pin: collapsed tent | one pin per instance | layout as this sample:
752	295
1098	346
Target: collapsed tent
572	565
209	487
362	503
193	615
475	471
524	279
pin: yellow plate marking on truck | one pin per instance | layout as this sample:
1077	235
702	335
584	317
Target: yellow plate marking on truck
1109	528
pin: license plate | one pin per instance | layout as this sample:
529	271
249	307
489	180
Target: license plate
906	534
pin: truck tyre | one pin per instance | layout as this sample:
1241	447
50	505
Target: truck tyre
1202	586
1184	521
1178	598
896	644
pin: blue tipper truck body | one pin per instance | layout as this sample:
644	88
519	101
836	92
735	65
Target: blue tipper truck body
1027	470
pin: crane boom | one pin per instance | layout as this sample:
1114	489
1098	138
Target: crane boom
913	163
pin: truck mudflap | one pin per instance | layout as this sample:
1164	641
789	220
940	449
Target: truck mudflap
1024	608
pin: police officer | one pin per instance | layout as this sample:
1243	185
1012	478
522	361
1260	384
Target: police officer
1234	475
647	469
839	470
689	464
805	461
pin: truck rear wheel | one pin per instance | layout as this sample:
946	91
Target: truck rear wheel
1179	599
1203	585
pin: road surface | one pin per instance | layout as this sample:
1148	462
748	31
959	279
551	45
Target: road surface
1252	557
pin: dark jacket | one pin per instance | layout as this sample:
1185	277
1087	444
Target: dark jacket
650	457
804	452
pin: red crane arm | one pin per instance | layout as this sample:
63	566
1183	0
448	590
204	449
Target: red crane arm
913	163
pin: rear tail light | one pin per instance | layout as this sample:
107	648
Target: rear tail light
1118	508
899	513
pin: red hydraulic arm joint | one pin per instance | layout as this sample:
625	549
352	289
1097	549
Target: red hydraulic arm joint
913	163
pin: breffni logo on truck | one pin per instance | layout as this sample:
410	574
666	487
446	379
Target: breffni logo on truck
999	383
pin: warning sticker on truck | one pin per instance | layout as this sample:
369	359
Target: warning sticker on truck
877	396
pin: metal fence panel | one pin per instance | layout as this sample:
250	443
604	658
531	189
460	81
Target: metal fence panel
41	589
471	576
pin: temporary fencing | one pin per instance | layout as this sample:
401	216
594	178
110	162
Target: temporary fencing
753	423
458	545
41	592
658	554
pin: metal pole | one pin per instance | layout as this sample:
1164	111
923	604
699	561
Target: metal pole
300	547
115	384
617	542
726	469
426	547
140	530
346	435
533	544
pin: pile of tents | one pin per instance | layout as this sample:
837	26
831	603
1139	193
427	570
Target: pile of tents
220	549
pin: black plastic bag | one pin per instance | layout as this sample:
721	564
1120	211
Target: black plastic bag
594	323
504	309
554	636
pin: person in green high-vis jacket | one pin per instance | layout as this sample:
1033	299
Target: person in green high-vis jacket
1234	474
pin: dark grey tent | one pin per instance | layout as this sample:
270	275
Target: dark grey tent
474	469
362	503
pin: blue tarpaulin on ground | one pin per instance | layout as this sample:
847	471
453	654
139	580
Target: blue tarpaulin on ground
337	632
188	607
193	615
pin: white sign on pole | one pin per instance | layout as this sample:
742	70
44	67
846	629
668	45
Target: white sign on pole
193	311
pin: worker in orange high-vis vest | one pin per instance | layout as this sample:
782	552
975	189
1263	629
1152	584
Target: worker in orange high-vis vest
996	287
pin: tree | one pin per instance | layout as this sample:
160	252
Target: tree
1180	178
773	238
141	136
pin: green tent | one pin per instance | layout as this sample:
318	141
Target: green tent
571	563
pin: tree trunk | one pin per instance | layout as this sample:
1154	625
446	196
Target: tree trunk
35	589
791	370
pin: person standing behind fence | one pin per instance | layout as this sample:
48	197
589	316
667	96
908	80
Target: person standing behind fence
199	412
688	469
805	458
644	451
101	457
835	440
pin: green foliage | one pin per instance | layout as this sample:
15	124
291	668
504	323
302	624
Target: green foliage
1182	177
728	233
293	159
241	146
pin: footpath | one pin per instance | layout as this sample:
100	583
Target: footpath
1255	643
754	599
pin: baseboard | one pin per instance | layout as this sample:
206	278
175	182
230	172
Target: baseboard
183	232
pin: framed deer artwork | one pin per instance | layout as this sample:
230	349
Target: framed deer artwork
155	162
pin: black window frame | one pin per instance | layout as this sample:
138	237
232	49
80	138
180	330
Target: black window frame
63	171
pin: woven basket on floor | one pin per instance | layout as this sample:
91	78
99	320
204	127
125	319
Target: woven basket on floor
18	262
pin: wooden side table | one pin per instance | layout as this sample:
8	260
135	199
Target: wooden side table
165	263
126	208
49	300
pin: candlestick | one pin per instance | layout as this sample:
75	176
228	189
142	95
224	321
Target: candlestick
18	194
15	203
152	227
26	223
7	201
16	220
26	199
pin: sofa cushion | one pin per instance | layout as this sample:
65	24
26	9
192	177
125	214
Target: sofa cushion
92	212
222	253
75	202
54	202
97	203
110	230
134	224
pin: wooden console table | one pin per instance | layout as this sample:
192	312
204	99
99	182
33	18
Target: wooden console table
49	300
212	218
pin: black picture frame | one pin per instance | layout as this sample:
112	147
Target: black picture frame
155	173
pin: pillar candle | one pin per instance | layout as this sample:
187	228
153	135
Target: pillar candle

→ **Exercise task**:
Number every line of the items above in order and write them out as a list, omitting blank lines.

→ **Finished answer**:
1. pin: collapsed tent | one pin per instance | layout as this sample:
2. 752	295
3. 1098	346
4. Target: collapsed tent
5. 572	565
6. 209	487
7. 362	503
8. 193	615
9. 475	471
10. 524	279
11. pin: yellow plate marking on truck | one pin per instance | layout as this sample:
12. 1077	235
13. 702	335
14. 584	317
15. Target: yellow plate marking on truck
16. 1109	528
17. pin: license plate | one pin per instance | layout as this sample:
18. 529	271
19. 249	307
20. 489	180
21. Target: license plate
22. 906	534
23. pin: truck tyre | one pin per instance | layout as this sample:
24. 1241	447
25. 50	505
26. Target: truck tyre
27. 1202	586
28. 1184	521
29. 1178	598
30. 896	644
31. pin: blue tipper truck body | one pin per instance | layout as this sample:
32. 644	88
33. 519	101
34. 836	92
35. 735	65
36. Target: blue tipper truck body
37. 1027	470
38. pin: crane boom | one pin per instance | layout as this sample:
39. 1114	489
40. 1098	138
41. Target: crane boom
42. 913	163
43. pin: truck mudflap | one pin per instance | layout as this sample:
44. 1164	641
45. 789	220
46. 940	449
47. Target: truck mudflap
48. 1024	608
49. pin: police officer | one pin per instance | layout as this sample:
50. 1243	185
51. 1012	478
52. 522	361
53. 1260	384
54. Target: police officer
55. 1234	475
56. 647	469
57. 839	470
58. 689	464
59. 805	461
60. pin: truck rear wheel | one pin per instance | layout as this sample:
61. 946	91
62. Target: truck rear wheel
63. 1179	599
64. 1203	585
65. pin: road surface | one pin per instance | layout as this sample:
66. 1148	462
67. 748	31
68. 959	279
69. 551	45
70. Target: road surface
71. 1252	557
72. pin: dark jacket | one pin per instance | layout as this sample:
73. 1185	277
74. 1087	444
75. Target: dark jacket
76. 650	457
77. 804	452
78. pin: red crane arm | one pin per instance | layout as this sample:
79. 63	566
80. 1183	0
81. 448	590
82. 204	449
83. Target: red crane arm
84. 913	163
85. pin: rear tail light | one pin per instance | layout as this sample:
86. 107	648
87. Target: rear tail light
88. 1118	508
89. 899	513
90. pin: red hydraulic arm joint | one pin per instance | layout as this sample:
91. 625	549
92. 352	289
93. 1097	549
94. Target: red hydraulic arm joint
95. 913	163
96. pin: breffni logo on truck | one pin per instance | layout as this sample:
97. 410	574
98. 666	487
99. 446	379
100. Target: breffni logo on truck
101. 999	383
102. pin: warning sticker on truck | one pin per instance | layout as this sample:
103. 369	359
104. Target: warning sticker on truck
105. 877	396
106. pin: metal fence panel | one pin per instance | layout as this sample:
107. 250	443
108. 604	658
109. 531	189
110. 460	81
111. Target: metal fence panel
112. 41	589
113. 471	576
114. pin: temporary fencing | one pin per instance | layout as this sample:
115. 401	216
116. 594	178
117. 110	162
118. Target: temporary fencing
119. 753	423
120. 458	545
121. 41	592
122. 658	554
123. pin: metal pole | one pin per instance | layout as this sample:
124. 1164	111
125. 923	604
126. 699	561
127. Target: metal pole
128. 300	547
129. 115	384
130. 617	542
131. 726	469
132. 426	547
133. 140	530
134. 346	435
135. 533	544
136. pin: pile of tents | one pin per instance | layout as this sample:
137. 837	26
138. 831	603
139. 1139	193
140. 427	570
141. Target: pile of tents
142. 220	549
143. pin: black plastic bag | one pin per instance | layout as this sample:
144. 721	564
145. 1120	211
146. Target: black plastic bag
147. 594	323
148. 504	309
149. 554	636
150. pin: person in green high-vis jacket | one pin per instance | layout as this sample:
151. 1033	299
152. Target: person in green high-vis jacket
153. 1234	474
154. pin: dark grey tent | one pin per instance | layout as this sample:
155. 270	275
156. Target: dark grey tent
157. 474	469
158. 362	503
159. pin: blue tarpaulin on ground | one pin per instance | layout as this sample:
160. 847	471
161. 453	654
162. 139	580
163. Target: blue tarpaulin on ground
164. 337	632
165. 188	607
166. 193	615
167. pin: white sign on pole | one pin per instance | layout as this sample:
168. 742	70
169. 44	67
170. 846	629
171. 668	45
172. Target: white sign on pole
173. 193	311
174. pin: worker in orange high-vis vest | one pin per instance | layout as this sample:
175. 782	552
176. 975	189
177. 1263	629
178. 1152	584
179. Target: worker in orange high-vis vest
180. 996	287
181. pin: tree | one pin per instance | layout as this sample:
182. 160	252
183. Target: tree
184. 1180	178
185. 773	238
186. 141	136
187. pin: green tent | one pin per instance | layout as this sample:
188. 318	141
189. Target: green tent
190. 571	563
191. pin: tree trunk | one pin per instance | layout as this sample:
192. 1154	625
193. 446	196
194. Target: tree trunk
195. 35	589
196. 791	370
197. pin: person standing behind fence | one pin per instance | layout as this sample:
198. 48	197
199. 589	316
200. 667	96
201. 908	80
202. Target: person standing behind fence
203. 199	412
204. 688	469
205. 805	458
206. 644	451
207. 101	457
208. 835	440
209. pin: green foliage | one pin per instance | layout as this sample:
210. 15	124
211. 291	668
212. 504	323
213. 302	624
214. Target: green foliage
215. 1182	177
216. 728	233
217. 293	159
218. 241	146
219. pin: footpath | one pin per instance | layout as this sample:
220. 100	583
221. Target: footpath
222. 1255	643
223. 754	599
224. pin: baseboard | one pin per instance | layout as this sample:
225. 206	278
226. 175	182
227. 230	172
228. Target: baseboard
229. 183	232
230. pin: framed deer artwork | one pin per instance | layout as this sample:
231. 230	349
232. Target: framed deer artwork
233. 155	162
234. pin: black window frame | one pin per instance | layout as this sample:
235. 138	237
236. 232	49
237. 80	138
238. 180	330
239. Target: black window frame
240. 63	171
241. pin: woven basket on floor | one pin per instance | layout as this sample:
242. 91	78
243. 99	320
244. 204	127
245. 125	319
246. Target: woven basket on floor
247. 18	262
248. pin: wooden side table | one pin per instance | layout as this sample:
249. 8	260
250. 135	199
251. Target: wooden side table
252. 165	263
253. 126	208
254. 49	300
255. pin: candlestick | one pin per instance | layout as this sample:
256. 75	176
257. 228	189
258. 142	95
259. 224	321
260. Target: candlestick
261. 18	194
262. 15	203
263. 152	227
264. 26	223
265. 7	201
266. 16	220
267. 26	199
268. pin: sofa cushion | one pin per instance | layout as this sample:
269. 65	24
270. 26	9
271. 192	177
272. 125	214
273. Target: sofa cushion
274. 92	212
275. 222	253
276. 75	202
277. 54	202
278. 97	203
279. 110	230
280. 134	224
281. pin: wooden console table | one pin per instance | layout as this sample:
282. 192	312
283. 204	99
284. 99	182
285. 33	18
286. Target: wooden console table
287. 49	300
288. 212	218
289. pin: black picture frame | one pin per instance | layout as this sample:
290. 112	147
291. Target: black picture frame
292. 155	173
293. pin: pillar candle | one pin per instance | layout as this sample:
294. 187	228
295. 153	135
296. Target: pillar candle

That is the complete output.